DIRECTIONS FOR THIS TASK
Quote every line of the material beneath this one.

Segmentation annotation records
|---|
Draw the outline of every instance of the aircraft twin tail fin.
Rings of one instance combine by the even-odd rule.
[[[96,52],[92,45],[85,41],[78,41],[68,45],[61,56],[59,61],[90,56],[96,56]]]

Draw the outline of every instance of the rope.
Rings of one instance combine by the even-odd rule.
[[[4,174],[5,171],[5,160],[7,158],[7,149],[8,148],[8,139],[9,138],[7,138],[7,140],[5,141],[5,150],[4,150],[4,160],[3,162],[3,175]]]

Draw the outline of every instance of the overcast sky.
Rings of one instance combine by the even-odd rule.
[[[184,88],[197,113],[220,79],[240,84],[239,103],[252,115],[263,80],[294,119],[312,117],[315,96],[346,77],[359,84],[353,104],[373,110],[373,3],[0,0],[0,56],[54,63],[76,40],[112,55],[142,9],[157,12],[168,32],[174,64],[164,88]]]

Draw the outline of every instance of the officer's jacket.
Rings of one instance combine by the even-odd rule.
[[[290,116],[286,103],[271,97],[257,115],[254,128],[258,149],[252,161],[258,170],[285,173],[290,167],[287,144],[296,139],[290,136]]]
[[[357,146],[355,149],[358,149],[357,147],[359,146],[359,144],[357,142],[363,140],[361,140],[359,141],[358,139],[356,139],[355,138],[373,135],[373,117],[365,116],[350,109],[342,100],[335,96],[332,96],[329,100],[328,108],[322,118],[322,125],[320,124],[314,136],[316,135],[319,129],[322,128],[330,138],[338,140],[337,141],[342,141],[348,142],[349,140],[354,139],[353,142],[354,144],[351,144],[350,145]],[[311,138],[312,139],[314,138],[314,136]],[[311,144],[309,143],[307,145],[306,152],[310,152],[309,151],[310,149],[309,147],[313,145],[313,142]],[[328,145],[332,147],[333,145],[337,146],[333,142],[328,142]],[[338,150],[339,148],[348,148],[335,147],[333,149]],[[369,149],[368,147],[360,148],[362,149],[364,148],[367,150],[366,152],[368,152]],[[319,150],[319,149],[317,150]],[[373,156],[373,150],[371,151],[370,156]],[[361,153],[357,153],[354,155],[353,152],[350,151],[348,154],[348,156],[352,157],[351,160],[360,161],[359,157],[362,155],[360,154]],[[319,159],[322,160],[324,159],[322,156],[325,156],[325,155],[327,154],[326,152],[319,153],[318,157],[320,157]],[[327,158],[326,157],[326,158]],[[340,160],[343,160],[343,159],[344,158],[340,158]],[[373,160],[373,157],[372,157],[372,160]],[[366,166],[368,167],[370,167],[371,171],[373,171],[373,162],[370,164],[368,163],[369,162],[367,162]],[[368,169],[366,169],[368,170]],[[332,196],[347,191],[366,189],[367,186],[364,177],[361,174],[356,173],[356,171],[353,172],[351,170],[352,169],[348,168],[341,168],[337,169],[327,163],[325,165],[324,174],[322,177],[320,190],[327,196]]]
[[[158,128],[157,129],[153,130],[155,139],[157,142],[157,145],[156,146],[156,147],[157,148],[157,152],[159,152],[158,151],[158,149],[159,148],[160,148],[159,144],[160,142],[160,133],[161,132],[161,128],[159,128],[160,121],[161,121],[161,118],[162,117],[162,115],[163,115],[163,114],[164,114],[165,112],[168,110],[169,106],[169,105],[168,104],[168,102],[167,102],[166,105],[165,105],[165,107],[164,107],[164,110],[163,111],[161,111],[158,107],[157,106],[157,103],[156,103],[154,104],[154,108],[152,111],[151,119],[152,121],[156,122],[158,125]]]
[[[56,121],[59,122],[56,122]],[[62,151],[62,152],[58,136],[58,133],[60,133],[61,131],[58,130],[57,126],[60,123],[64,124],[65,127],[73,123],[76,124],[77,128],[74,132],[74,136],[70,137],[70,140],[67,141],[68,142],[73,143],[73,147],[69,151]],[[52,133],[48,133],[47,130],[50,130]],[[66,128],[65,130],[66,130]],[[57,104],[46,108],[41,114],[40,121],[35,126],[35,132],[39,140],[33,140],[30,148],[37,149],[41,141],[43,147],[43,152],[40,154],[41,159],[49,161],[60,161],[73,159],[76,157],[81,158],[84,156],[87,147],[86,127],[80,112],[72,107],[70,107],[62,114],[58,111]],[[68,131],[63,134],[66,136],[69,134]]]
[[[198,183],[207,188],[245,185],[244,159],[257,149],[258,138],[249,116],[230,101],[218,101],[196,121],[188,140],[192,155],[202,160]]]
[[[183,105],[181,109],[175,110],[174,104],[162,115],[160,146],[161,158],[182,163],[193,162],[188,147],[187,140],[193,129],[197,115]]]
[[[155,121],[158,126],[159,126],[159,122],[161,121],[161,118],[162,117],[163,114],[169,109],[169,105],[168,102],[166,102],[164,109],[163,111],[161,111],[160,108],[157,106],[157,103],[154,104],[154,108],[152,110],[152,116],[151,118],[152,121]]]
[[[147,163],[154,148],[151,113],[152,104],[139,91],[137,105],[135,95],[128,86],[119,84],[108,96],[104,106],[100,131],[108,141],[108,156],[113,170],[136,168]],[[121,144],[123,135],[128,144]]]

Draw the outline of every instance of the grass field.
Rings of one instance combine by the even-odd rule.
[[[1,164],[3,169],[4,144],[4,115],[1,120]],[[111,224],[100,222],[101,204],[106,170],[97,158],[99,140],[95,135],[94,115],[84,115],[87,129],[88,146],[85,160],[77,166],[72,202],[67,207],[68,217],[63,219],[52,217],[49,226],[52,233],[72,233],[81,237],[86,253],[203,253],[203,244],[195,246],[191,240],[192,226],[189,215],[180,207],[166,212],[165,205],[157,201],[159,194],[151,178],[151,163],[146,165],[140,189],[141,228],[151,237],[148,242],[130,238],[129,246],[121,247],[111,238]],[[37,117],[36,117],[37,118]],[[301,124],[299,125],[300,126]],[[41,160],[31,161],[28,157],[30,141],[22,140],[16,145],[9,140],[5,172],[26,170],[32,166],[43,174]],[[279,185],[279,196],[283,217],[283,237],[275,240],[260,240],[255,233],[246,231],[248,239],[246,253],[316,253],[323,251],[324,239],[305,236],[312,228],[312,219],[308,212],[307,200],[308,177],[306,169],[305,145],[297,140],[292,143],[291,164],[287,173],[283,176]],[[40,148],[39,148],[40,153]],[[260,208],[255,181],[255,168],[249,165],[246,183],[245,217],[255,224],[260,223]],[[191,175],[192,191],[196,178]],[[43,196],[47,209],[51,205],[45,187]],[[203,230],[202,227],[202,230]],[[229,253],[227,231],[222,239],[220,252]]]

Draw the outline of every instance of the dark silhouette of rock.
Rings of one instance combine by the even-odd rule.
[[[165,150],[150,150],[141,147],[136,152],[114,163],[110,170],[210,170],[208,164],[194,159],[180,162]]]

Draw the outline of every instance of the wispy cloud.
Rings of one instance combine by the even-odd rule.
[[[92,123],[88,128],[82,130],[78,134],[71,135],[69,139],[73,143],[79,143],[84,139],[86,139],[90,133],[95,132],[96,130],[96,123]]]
|---|
REPLY
Draw the outline of every instance of the aircraft twin tail fin.
Rings of one instance combine by the even-odd rule.
[[[96,52],[92,45],[85,41],[78,41],[68,45],[61,56],[59,61],[90,56],[96,56]]]

Draw the outline of every instance of the rope.
Rings of one instance combine by the even-odd rule.
[[[4,174],[5,171],[5,160],[7,158],[7,149],[8,148],[8,139],[9,138],[7,138],[7,140],[5,141],[5,150],[4,150],[4,160],[3,162],[3,175]]]

Draw the outline of every instance of the overcast sky.
Rings of one instance combine by the even-odd rule.
[[[184,88],[197,113],[220,79],[240,84],[239,103],[252,115],[263,80],[294,119],[312,117],[315,96],[346,77],[359,84],[353,104],[373,110],[373,3],[0,0],[0,56],[54,63],[76,40],[112,55],[142,9],[157,12],[168,32],[174,64],[164,88]]]

Draw the outline of every instance of the officer's jacket.
Rings of one instance combine by the even-odd rule.
[[[290,116],[286,103],[271,97],[257,115],[254,128],[258,149],[252,161],[258,170],[285,173],[290,167],[287,144],[296,139],[290,136]]]
[[[357,146],[355,149],[358,149],[357,147],[359,146],[359,144],[357,142],[363,140],[361,140],[359,141],[358,139],[356,139],[355,138],[373,135],[373,117],[365,116],[350,109],[342,100],[335,96],[332,96],[329,100],[328,108],[322,118],[322,125],[320,124],[314,136],[316,135],[319,129],[322,128],[330,138],[338,140],[337,141],[342,141],[348,142],[349,140],[354,139],[353,142],[354,144],[351,144],[350,145]],[[311,138],[312,139],[314,138],[314,136]],[[311,144],[309,143],[307,145],[306,152],[310,152],[309,151],[310,149],[309,147],[313,145],[313,142]],[[328,145],[332,147],[333,145],[337,146],[333,142],[328,142]],[[338,150],[339,148],[348,148],[335,147],[333,149]],[[369,149],[368,147],[360,148],[362,149],[364,148],[367,150],[366,152],[368,152]],[[319,150],[319,149],[317,150]],[[373,156],[373,150],[371,151],[370,156]],[[361,153],[357,153],[354,155],[353,152],[350,151],[348,154],[348,156],[352,157],[351,160],[360,161],[359,157],[362,155],[360,154]],[[319,159],[322,160],[324,159],[322,156],[325,156],[325,155],[327,154],[326,152],[319,153],[318,157],[320,157]],[[327,158],[326,157],[326,158]],[[340,160],[343,160],[343,159],[344,158],[340,158]],[[373,160],[373,157],[372,157],[372,160]],[[366,166],[368,167],[370,167],[371,171],[373,171],[373,162],[370,164],[368,163],[369,162],[367,162]],[[368,169],[366,169],[368,170]],[[332,196],[347,191],[366,189],[367,186],[364,177],[361,174],[356,173],[356,171],[353,172],[351,170],[352,169],[348,168],[341,168],[337,169],[327,163],[325,165],[324,174],[322,177],[320,190],[327,196]]]
[[[158,128],[157,129],[153,130],[155,139],[157,142],[157,145],[156,146],[156,147],[157,148],[157,152],[159,152],[158,151],[158,149],[159,148],[160,148],[159,144],[160,142],[160,133],[161,132],[161,128],[159,128],[160,121],[161,121],[161,118],[162,117],[162,115],[163,115],[163,114],[164,114],[165,112],[168,110],[169,106],[169,105],[168,104],[168,102],[167,102],[166,105],[165,105],[165,107],[164,107],[164,110],[163,111],[161,111],[158,107],[157,106],[157,103],[156,103],[154,104],[154,108],[152,111],[151,119],[152,121],[156,122],[158,125]]]
[[[56,121],[59,122],[56,122]],[[62,151],[62,152],[58,136],[58,133],[60,133],[61,131],[58,130],[57,126],[60,123],[64,124],[65,127],[73,123],[76,124],[77,128],[74,132],[74,136],[70,137],[70,140],[67,141],[68,142],[73,143],[73,147],[69,151]],[[52,133],[48,133],[47,130],[50,130]],[[66,128],[65,130],[66,130]],[[57,104],[46,108],[41,114],[40,121],[35,126],[35,132],[39,140],[33,140],[30,148],[37,149],[41,141],[43,147],[43,152],[40,154],[41,159],[49,161],[60,161],[73,159],[76,157],[81,158],[84,156],[87,147],[86,127],[80,112],[72,107],[70,107],[62,114],[58,111]],[[68,131],[63,134],[66,136],[69,134]]]
[[[198,183],[207,188],[245,185],[244,159],[257,149],[258,138],[249,116],[230,101],[218,101],[196,121],[188,140],[192,155],[202,160]]]
[[[183,105],[181,109],[175,110],[174,104],[162,115],[160,146],[161,158],[182,163],[193,162],[188,147],[187,140],[193,129],[197,115]]]
[[[155,121],[158,126],[159,126],[159,122],[161,121],[161,118],[162,117],[163,114],[169,109],[169,105],[168,102],[166,102],[164,109],[163,111],[161,111],[160,108],[157,106],[157,103],[154,104],[154,108],[152,110],[152,116],[151,118],[152,121]]]
[[[147,163],[154,148],[151,113],[152,104],[139,91],[137,105],[135,95],[128,86],[119,84],[108,96],[104,106],[100,131],[108,141],[108,156],[113,170],[136,168]],[[121,144],[123,135],[128,144]]]

Draw the outline of every instance of the grass field.
Rings of one instance combine by the even-odd rule.
[[[1,164],[3,169],[4,144],[4,115],[1,120]],[[111,224],[100,222],[101,204],[106,170],[97,158],[99,140],[95,135],[94,115],[84,115],[87,129],[88,146],[85,160],[77,166],[72,202],[67,207],[68,217],[63,219],[52,217],[49,226],[52,233],[72,233],[81,237],[86,253],[203,253],[203,244],[195,246],[191,240],[192,226],[189,215],[180,207],[166,212],[165,205],[157,201],[159,194],[151,178],[151,163],[146,165],[140,189],[141,228],[151,237],[148,242],[130,238],[129,246],[121,247],[111,238]],[[37,117],[36,117],[37,118]],[[301,124],[299,125],[300,126]],[[41,160],[31,161],[28,157],[30,141],[22,140],[16,145],[9,140],[5,172],[26,170],[32,166],[43,174]],[[279,185],[279,196],[283,217],[283,237],[275,240],[260,240],[255,233],[246,231],[248,239],[246,253],[316,253],[323,251],[324,239],[305,236],[312,228],[312,219],[308,212],[307,200],[308,177],[306,169],[305,145],[297,140],[292,143],[291,164],[287,173],[283,176]],[[40,148],[39,148],[40,153]],[[260,208],[255,181],[255,168],[249,165],[246,183],[245,217],[255,224],[260,223]],[[191,175],[192,191],[196,178]],[[43,196],[47,209],[51,205],[45,187]],[[203,230],[202,227],[202,230]],[[229,253],[227,231],[222,239],[220,252]]]

Draw the outline of every instance of the dark silhouette of rock.
Rings of one instance combine by the even-odd rule.
[[[165,150],[150,150],[141,147],[136,152],[114,163],[110,170],[210,170],[208,164],[194,159],[180,162]]]

Draw the outline of every instance of the wispy cloud.
Rings of one instance combine by the even-odd rule.
[[[92,123],[88,128],[82,130],[78,134],[71,135],[69,139],[73,143],[79,143],[84,139],[86,139],[90,133],[95,132],[96,130],[96,123]]]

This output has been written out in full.